Would you copy all lines in the data that contain the word "blurred"?

§ Extracted information:
»»

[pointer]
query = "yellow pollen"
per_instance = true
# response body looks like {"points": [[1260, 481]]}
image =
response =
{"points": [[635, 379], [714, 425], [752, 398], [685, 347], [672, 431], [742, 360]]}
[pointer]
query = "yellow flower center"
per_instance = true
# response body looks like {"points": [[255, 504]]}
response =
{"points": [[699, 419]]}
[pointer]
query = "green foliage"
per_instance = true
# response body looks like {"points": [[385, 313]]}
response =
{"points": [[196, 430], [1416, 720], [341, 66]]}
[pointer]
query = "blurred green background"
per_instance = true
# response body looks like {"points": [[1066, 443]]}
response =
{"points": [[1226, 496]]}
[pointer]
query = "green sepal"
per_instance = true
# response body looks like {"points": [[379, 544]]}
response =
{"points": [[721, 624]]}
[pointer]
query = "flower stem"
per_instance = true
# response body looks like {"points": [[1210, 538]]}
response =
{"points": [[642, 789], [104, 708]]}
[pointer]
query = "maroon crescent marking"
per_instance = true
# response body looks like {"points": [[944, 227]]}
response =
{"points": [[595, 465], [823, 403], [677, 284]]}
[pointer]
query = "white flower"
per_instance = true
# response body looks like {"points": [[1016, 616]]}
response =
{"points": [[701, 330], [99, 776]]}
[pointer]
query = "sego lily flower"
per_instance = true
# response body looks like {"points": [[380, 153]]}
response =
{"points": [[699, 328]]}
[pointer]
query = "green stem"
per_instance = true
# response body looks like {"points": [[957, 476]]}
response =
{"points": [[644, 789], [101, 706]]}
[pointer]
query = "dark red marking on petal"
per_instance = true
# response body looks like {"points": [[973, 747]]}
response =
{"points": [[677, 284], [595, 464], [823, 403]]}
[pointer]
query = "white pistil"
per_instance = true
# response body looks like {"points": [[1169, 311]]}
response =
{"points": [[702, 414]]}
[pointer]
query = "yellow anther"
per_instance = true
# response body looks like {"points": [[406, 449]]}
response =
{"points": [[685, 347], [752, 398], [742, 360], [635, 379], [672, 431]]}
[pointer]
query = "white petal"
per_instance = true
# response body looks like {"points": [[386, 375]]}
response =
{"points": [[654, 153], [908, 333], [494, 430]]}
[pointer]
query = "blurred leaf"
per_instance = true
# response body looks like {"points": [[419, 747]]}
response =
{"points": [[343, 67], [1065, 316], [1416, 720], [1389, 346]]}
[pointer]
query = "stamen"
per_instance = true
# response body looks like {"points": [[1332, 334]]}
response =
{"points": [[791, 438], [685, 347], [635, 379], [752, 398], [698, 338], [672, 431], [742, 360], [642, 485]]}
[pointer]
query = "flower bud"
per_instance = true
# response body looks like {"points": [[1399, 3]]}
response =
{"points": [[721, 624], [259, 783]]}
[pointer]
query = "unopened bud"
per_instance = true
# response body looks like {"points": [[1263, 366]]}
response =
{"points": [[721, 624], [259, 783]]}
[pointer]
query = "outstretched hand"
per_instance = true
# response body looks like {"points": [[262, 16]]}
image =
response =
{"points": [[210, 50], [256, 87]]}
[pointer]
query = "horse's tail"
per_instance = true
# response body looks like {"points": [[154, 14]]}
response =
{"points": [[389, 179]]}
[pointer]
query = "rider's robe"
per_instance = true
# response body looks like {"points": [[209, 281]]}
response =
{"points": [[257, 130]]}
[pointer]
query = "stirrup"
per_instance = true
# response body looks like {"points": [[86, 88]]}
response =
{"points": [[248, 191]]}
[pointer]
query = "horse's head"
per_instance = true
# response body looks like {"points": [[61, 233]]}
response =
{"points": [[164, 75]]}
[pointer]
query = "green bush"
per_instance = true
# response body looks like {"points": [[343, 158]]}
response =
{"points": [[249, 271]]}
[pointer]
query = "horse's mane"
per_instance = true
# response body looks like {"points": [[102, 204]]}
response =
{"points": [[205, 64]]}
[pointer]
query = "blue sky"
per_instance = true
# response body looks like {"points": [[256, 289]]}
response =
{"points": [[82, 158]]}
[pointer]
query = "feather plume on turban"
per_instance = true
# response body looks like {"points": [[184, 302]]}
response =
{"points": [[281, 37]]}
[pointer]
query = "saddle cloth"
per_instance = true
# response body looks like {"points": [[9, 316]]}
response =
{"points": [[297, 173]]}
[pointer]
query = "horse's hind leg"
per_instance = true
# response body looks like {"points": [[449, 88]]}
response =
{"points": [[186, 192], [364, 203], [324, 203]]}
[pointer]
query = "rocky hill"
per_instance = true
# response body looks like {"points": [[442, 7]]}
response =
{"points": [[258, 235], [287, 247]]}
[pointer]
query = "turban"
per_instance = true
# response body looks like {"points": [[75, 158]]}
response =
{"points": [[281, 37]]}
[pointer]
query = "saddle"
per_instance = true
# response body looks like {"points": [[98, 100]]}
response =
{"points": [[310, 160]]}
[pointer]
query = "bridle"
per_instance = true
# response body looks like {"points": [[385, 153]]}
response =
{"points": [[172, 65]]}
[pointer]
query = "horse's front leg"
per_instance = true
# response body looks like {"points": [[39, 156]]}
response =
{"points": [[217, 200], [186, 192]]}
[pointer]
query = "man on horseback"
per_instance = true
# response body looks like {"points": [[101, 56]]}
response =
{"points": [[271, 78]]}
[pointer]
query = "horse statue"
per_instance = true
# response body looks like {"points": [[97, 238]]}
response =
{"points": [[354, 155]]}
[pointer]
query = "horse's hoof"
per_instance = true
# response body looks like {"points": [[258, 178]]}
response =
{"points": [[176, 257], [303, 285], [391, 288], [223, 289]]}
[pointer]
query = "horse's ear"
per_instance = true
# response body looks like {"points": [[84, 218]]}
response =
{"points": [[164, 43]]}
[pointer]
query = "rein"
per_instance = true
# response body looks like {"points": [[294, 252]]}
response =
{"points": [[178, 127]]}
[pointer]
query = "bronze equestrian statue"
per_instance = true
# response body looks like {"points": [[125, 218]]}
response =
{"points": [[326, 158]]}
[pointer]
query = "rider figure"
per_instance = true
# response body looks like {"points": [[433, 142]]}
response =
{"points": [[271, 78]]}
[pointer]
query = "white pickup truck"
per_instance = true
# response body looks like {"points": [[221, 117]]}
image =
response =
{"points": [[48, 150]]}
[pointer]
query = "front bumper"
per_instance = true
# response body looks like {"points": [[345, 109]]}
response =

««

§ Response area:
query = "blurred green background"
query = "blurred leaf"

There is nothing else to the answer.